Extract every line of the records below word for word, omitting the pictures.

..............................

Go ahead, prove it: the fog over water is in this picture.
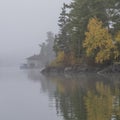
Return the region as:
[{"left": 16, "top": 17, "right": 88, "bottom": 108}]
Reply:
[{"left": 0, "top": 0, "right": 70, "bottom": 66}]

..............................

● Reply to the task
Go ahead, prove it: the fog over water is in this picture.
Return the region as:
[{"left": 16, "top": 17, "right": 88, "bottom": 108}]
Reply:
[{"left": 0, "top": 0, "right": 70, "bottom": 66}]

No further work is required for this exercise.